## Passage:
-------

They also felt more free to talk to others about these beliefs (57 per cent were either happy to talk about their support for high immigration or had felt no need to question it) while 35 percent of the Threatened feared that people would get the wrong about them if they voiced their opinion.
Guardians tended to be younger than the rest of the sample, better educated, and more financially secure. They were also rather more likely to be Australian-born (86 percent as opposed to 81 percent of the rest of the sample) and slightly more likely than the Threatened or the Fearless to live in capital cities.
They were also more likely to vote for Labor or the Greens (75 percent would do so, as opposed to 49 percent of the rest of the sample).
The Fearless were the group most likely to say that they would vote for the Coalition or One Nation (43 percent, as opposed to 18 percent of the Guardians).
There is little difference between the Guardians and others on questions concerning economics.
Neoliberalism in the form of free trade, privatisation and low taxation was unpopular with strong majorities across the board.
But as far as other topics were concerned the Guardians were different. They were, for example, much more likely to say that they were very worried about climate change (59 percent ‘very worried’ as opposed to 31 percent of the rest of the sample).

-------

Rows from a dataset
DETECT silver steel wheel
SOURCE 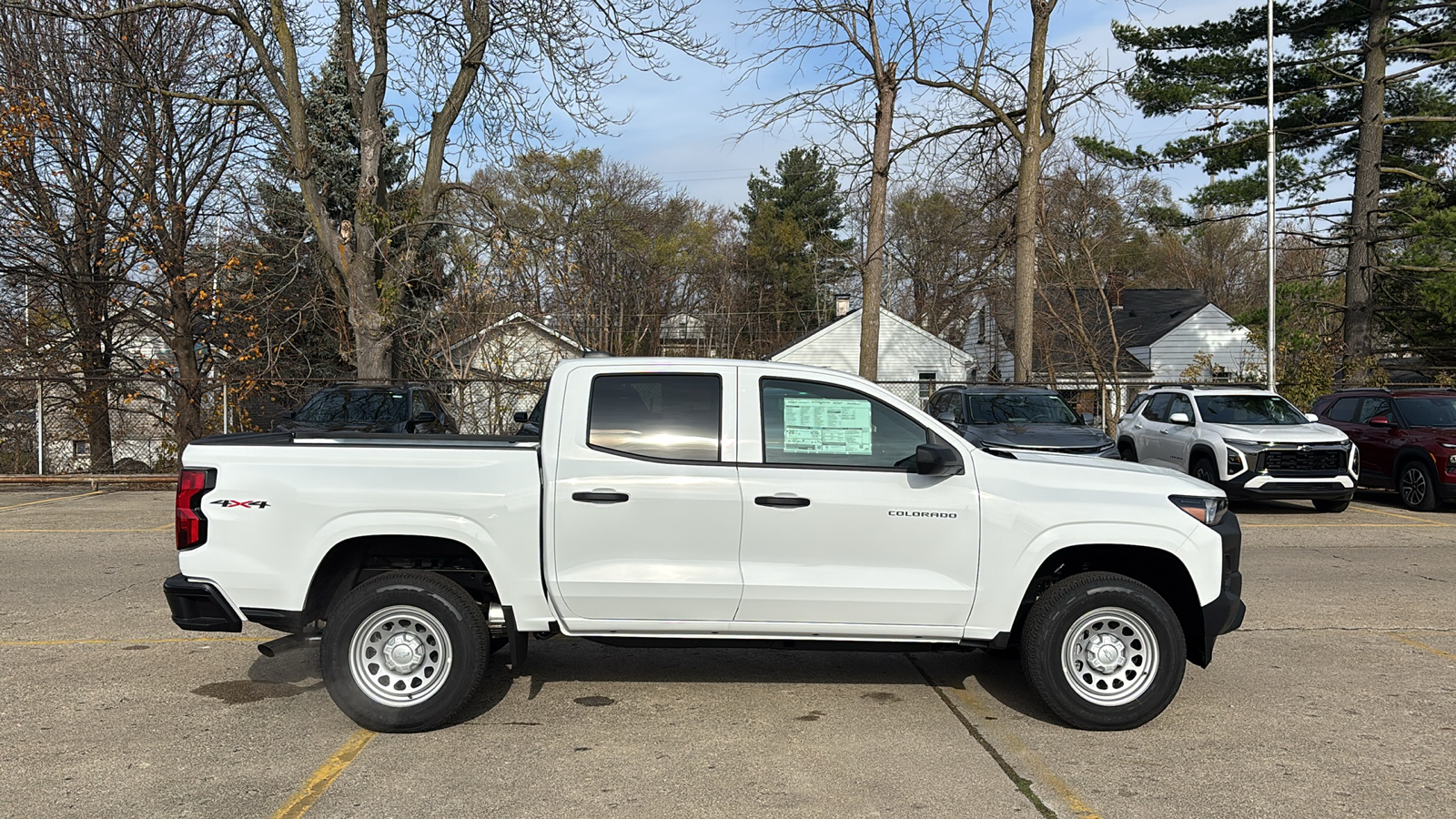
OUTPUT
[1061,606,1158,705]
[349,606,451,708]
[1400,463,1431,507]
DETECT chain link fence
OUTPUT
[0,369,1425,475]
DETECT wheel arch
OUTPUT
[303,535,500,621]
[1012,543,1210,666]
[1390,444,1440,475]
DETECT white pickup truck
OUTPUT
[163,359,1243,732]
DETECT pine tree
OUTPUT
[1097,0,1456,380]
[740,147,854,342]
[249,25,430,378]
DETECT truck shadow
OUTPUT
[456,637,1060,724]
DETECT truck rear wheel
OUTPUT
[320,571,490,733]
[1021,571,1187,730]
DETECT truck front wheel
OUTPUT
[320,571,490,733]
[1021,571,1187,730]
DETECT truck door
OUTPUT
[548,366,743,621]
[735,368,980,626]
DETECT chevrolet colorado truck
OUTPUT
[163,359,1245,732]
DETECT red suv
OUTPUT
[1313,389,1456,510]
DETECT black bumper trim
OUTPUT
[162,574,243,631]
[243,606,311,634]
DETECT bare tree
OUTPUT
[723,0,990,379]
[915,0,1112,382]
[9,0,718,380]
[106,9,257,446]
[0,9,136,472]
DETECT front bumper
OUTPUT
[162,574,243,631]
[1188,511,1248,667]
[1221,473,1356,500]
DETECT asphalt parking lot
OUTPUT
[0,490,1456,817]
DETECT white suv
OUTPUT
[1117,385,1360,511]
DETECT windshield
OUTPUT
[1194,395,1309,427]
[966,392,1077,424]
[1395,398,1456,427]
[294,389,410,424]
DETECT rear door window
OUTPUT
[1325,398,1360,424]
[587,373,723,462]
[759,379,939,470]
[1143,392,1174,424]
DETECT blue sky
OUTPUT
[561,0,1250,206]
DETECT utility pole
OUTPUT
[1267,0,1279,392]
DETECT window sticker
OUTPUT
[784,398,872,455]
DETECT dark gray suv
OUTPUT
[926,385,1118,458]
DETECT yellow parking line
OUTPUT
[0,637,260,649]
[1386,634,1456,660]
[0,523,175,532]
[274,729,376,819]
[0,490,106,511]
[1350,506,1451,526]
[949,688,1101,819]
[1239,523,1444,529]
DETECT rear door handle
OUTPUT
[571,492,628,502]
[753,495,810,509]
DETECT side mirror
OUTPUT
[915,443,964,477]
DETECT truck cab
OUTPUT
[166,359,1243,730]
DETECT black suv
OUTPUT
[926,386,1119,458]
[274,383,460,433]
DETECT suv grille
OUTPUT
[1264,449,1345,478]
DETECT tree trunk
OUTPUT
[1012,0,1056,383]
[1344,0,1390,385]
[859,63,898,380]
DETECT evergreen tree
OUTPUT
[245,25,442,378]
[740,147,854,341]
[1095,0,1456,379]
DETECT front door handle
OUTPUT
[753,495,810,509]
[571,492,628,502]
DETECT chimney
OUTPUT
[1107,269,1127,310]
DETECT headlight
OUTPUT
[1168,495,1228,526]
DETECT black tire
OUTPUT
[318,571,490,733]
[1188,455,1218,487]
[1395,458,1441,511]
[1021,571,1187,730]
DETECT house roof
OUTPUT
[767,308,974,361]
[1107,288,1208,347]
[450,310,587,353]
[1032,287,1208,373]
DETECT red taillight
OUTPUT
[177,470,216,550]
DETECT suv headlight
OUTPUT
[1168,495,1228,526]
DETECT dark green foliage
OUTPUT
[1107,0,1456,206]
[741,147,854,337]
[250,25,446,378]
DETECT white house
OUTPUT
[449,310,587,433]
[966,288,1264,414]
[769,308,973,404]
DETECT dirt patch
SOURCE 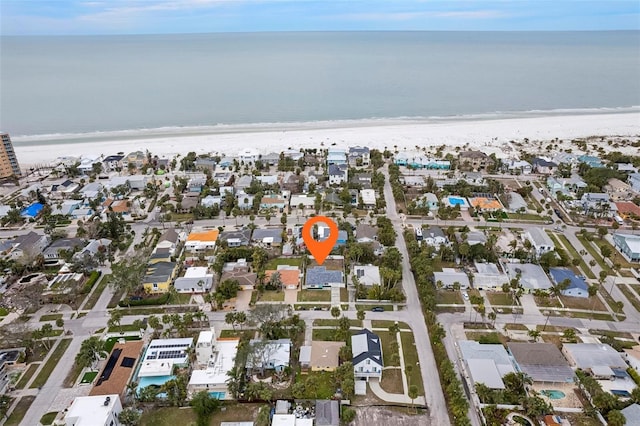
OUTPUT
[352,407,431,426]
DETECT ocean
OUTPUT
[0,31,640,137]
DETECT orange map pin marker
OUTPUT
[302,216,338,265]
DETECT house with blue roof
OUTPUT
[304,266,344,289]
[549,268,589,298]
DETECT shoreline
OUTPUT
[12,108,640,168]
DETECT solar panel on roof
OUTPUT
[120,356,136,368]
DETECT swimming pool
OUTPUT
[540,389,567,399]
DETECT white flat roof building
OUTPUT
[138,338,193,377]
[64,394,122,426]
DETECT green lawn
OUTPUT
[104,336,140,352]
[4,396,36,426]
[107,324,146,333]
[140,401,264,426]
[83,274,110,311]
[380,368,404,393]
[371,320,411,330]
[16,363,40,389]
[618,284,640,312]
[40,314,62,321]
[298,289,331,302]
[258,290,284,302]
[265,257,302,270]
[40,411,58,426]
[400,333,428,395]
[576,232,611,274]
[29,339,71,389]
[436,290,464,305]
[80,371,98,384]
[485,291,513,306]
[557,234,597,280]
[376,331,400,367]
[313,328,336,342]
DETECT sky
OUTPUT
[0,0,640,35]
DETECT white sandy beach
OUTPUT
[14,112,640,168]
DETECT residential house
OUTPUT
[173,266,213,293]
[549,268,589,298]
[264,265,302,290]
[507,342,575,383]
[532,158,558,175]
[49,179,80,198]
[156,228,180,255]
[612,232,640,262]
[220,259,258,290]
[314,400,340,426]
[136,337,193,392]
[353,265,382,287]
[102,154,124,172]
[200,195,223,208]
[604,178,632,201]
[414,192,440,211]
[193,157,216,172]
[578,155,604,168]
[525,228,555,257]
[616,201,640,220]
[351,328,384,381]
[309,340,345,371]
[349,173,372,189]
[260,195,289,210]
[503,263,552,293]
[469,197,504,213]
[64,394,122,426]
[187,328,240,400]
[304,266,344,289]
[327,148,347,165]
[422,226,449,248]
[235,190,255,210]
[290,195,316,209]
[185,229,220,253]
[220,228,251,247]
[142,255,178,294]
[433,268,471,289]
[10,231,51,259]
[629,173,640,193]
[473,262,509,290]
[124,151,149,169]
[349,146,371,167]
[246,339,291,372]
[504,160,533,175]
[238,148,260,164]
[360,189,376,209]
[43,238,84,260]
[458,340,516,389]
[74,238,111,259]
[251,228,282,247]
[328,164,348,185]
[458,151,495,171]
[580,192,617,217]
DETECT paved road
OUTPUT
[384,166,450,426]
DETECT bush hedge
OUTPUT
[80,271,102,294]
[118,293,169,308]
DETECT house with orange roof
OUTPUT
[469,197,504,212]
[264,265,300,290]
[615,201,640,219]
[185,229,220,253]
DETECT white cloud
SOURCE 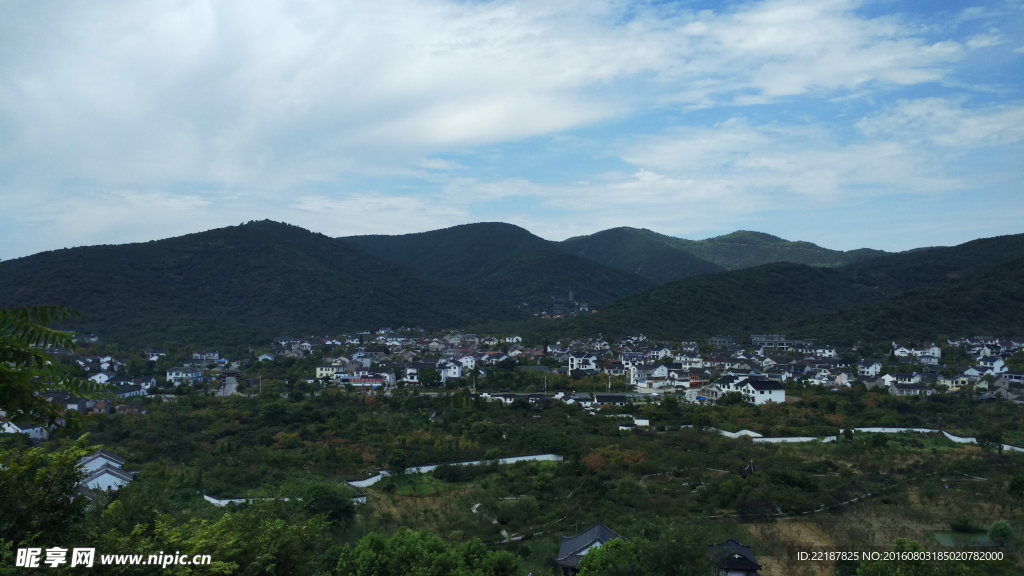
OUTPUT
[966,28,1007,50]
[0,0,1021,253]
[857,98,1024,149]
[0,0,959,190]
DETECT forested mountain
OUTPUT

-------

## Check your understanding:
(1) Write out the part of the passage on immigration attitudes that opens with the words containing "Guardians tended to" and closes with "questions concerning economics.".
(2) Write what comes next in the passage on immigration attitudes, picking up after its final sentence.
These rows have no connection to the passage on immigration attitudes.

## Answers to the problems:
(1)
Guardians tended to be younger than the rest of the sample, better educated, and more financially secure. They were also rather more likely to be Australian-born (86 percent as opposed to 81 percent of the rest of the sample) and slightly more likely than the Threatened or the Fearless to live in capital cities.
They were also more likely to vote for Labor or the Greens (75 percent would do so, as opposed to 49 percent of the rest of the sample).
The Fearless were the group most likely to say that they would vote for the Coalition or One Nation (43 percent, as opposed to 18 percent of the Guardians).
There is little difference between the Guardians and others on questions concerning economics.

(2)
Moreover 64 percent of Guardians wanted to increase immigration in order to increase ethnic and other forms of diversity, compared to 20 percent of the rest of the sample.
Forty-eight percent of Guardians strongly agreed or agreed that a woman is anyone who identifies as a woman, compared to 20 percent of the rest of the sample.
Sixty-six percent of Guardians said that they would vote ‘Yes’ in the referendum on an Indigenous voice to Parliament, compared to 33 percent of the rest of the sample.
Sixty-three percent of Guardians supported or strongly supported changing the date of Australia Day, compared to 30 percent of the rest of the sample.
Tapri also asked this question: ‘Thinking of Russia’s invasion of Ukraine, what would you do as an Australian if we faced a similar invasion?’ Leave Australia, Stay and fight, Stay and help the fighters, or Don’t know.
Nineteen percent of Guardians said that they would leave Australia, compared to nine percent of the rest of the sample, or 11 percent of the total sample.
Guardians disproportionately live in Canberra which may help explain the 33 percent of voters who live there and also say that, in the event of an invasion, they would leave Australia.
Overall the Guardians are a small minority but they tend to be graduates, younger, better educated and more financially secure than other voters. But on immigration, population growth, growing ethnic diversity, transgender, and Indigenous matters, as well as readiness to defend their country, they are quite unlike other voters. Nevertheless, their role in keeping a lid on open debate is pervasive.
Unlike the growth lobby they have no material stake in high immigration. Theirs is a moral position, not a material one. Because of this they are likely to see those who do not share their position as morally suspect, and to see their shaming as legitimate.
The non-Guardians account for 81 percent of the sample, and 75 percent of them want lower immigration or none at all (ie nil net migration).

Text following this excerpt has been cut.